(Excerpts from rows of point annotation data)
☆ ☆ ☆ ☆ ☆

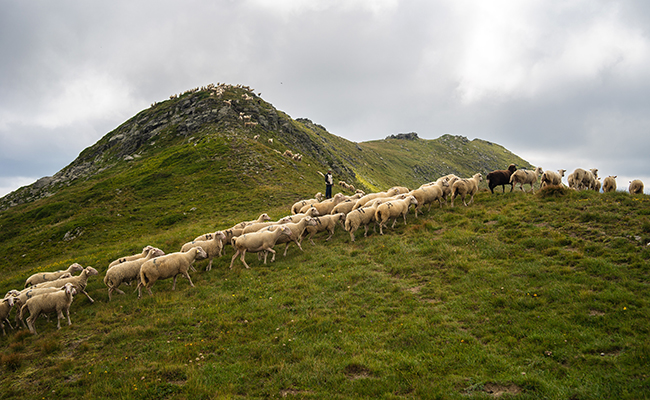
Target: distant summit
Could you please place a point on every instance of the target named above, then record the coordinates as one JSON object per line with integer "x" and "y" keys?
{"x": 404, "y": 136}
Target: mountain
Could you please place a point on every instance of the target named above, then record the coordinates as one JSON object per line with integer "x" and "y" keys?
{"x": 206, "y": 158}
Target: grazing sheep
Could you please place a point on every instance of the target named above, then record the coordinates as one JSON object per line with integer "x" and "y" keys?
{"x": 361, "y": 216}
{"x": 169, "y": 266}
{"x": 6, "y": 305}
{"x": 371, "y": 196}
{"x": 256, "y": 242}
{"x": 393, "y": 209}
{"x": 212, "y": 247}
{"x": 311, "y": 212}
{"x": 127, "y": 272}
{"x": 581, "y": 179}
{"x": 325, "y": 223}
{"x": 609, "y": 184}
{"x": 58, "y": 302}
{"x": 80, "y": 281}
{"x": 552, "y": 178}
{"x": 464, "y": 187}
{"x": 262, "y": 218}
{"x": 145, "y": 250}
{"x": 636, "y": 187}
{"x": 52, "y": 276}
{"x": 297, "y": 230}
{"x": 345, "y": 207}
{"x": 523, "y": 177}
{"x": 26, "y": 294}
{"x": 500, "y": 177}
{"x": 325, "y": 207}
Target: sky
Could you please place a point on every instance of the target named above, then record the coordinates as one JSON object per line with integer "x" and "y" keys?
{"x": 561, "y": 83}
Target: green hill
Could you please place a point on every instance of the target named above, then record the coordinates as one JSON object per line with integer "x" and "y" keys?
{"x": 530, "y": 296}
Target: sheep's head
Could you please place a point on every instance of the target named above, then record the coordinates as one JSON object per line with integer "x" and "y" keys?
{"x": 200, "y": 253}
{"x": 76, "y": 267}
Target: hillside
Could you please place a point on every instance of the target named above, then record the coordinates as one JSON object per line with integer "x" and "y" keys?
{"x": 192, "y": 162}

☆ ☆ ☆ ☆ ☆

#### DIRECTIVE:
Express every line of the rows above as a JSON list of strings, one string per line, skipping any blank lines. Omit the pictures.

#### WORKED SOLUTION:
[
  "Target: distant summit",
  "Could you please place a point on every instance of the target named above, then record the coordinates as one JSON object per line with integer \"x\" and \"y\" keys?",
  "{\"x\": 404, \"y\": 136}",
  "Target: mountain",
  "Could you please place a point on every instance of the target named above, then record the coordinates as one JSON object per line with integer \"x\" and \"y\" keys?",
  "{\"x\": 206, \"y\": 158}",
  "Target: grazing sheep",
  "Could you please place a point on every instance of the target named above, then record the coordinates as one JSON object per line with integer \"x\" and \"y\" keys?",
  "{\"x\": 361, \"y\": 216}",
  "{\"x\": 169, \"y\": 266}",
  "{\"x\": 6, \"y\": 305}",
  "{\"x\": 371, \"y\": 196}",
  "{\"x\": 256, \"y\": 242}",
  "{\"x\": 393, \"y\": 209}",
  "{\"x\": 212, \"y\": 247}",
  "{\"x\": 311, \"y\": 212}",
  "{\"x\": 127, \"y\": 272}",
  "{\"x\": 581, \"y\": 179}",
  "{\"x\": 325, \"y\": 223}",
  "{\"x\": 609, \"y\": 184}",
  "{\"x\": 58, \"y\": 302}",
  "{\"x\": 80, \"y\": 281}",
  "{\"x\": 552, \"y\": 178}",
  "{\"x\": 464, \"y\": 187}",
  "{\"x\": 262, \"y\": 218}",
  "{\"x\": 145, \"y\": 250}",
  "{\"x\": 636, \"y\": 187}",
  "{\"x\": 52, \"y\": 276}",
  "{\"x\": 297, \"y\": 230}",
  "{\"x\": 345, \"y\": 207}",
  "{\"x\": 523, \"y\": 177}",
  "{\"x\": 26, \"y\": 294}",
  "{\"x\": 500, \"y\": 177}",
  "{\"x\": 325, \"y\": 207}",
  "Target: sky",
  "Could you please place a point on every instance of the target named above, then record the coordinates as one JSON object per line with integer \"x\" and \"y\" keys?",
  "{\"x\": 561, \"y\": 83}",
  "Target: green hill",
  "Could you please place a point on every instance of the target named above, then record the coordinates as one JSON object per line with integer \"x\" and \"y\" keys?",
  "{\"x\": 530, \"y\": 296}",
  "Target: sheep's head",
  "Could you please place a point on every instance of the target named above, then record the coordinates as one JSON object per line with integer \"x\" and \"y\" keys?",
  "{\"x\": 200, \"y\": 253}",
  "{\"x\": 76, \"y\": 267}",
  "Target: hillside",
  "Could you please place a point on every instance of the target named above, then record the coordinates as one JSON object per line with integer \"x\" and \"y\" keys?",
  "{\"x\": 192, \"y\": 162}"
]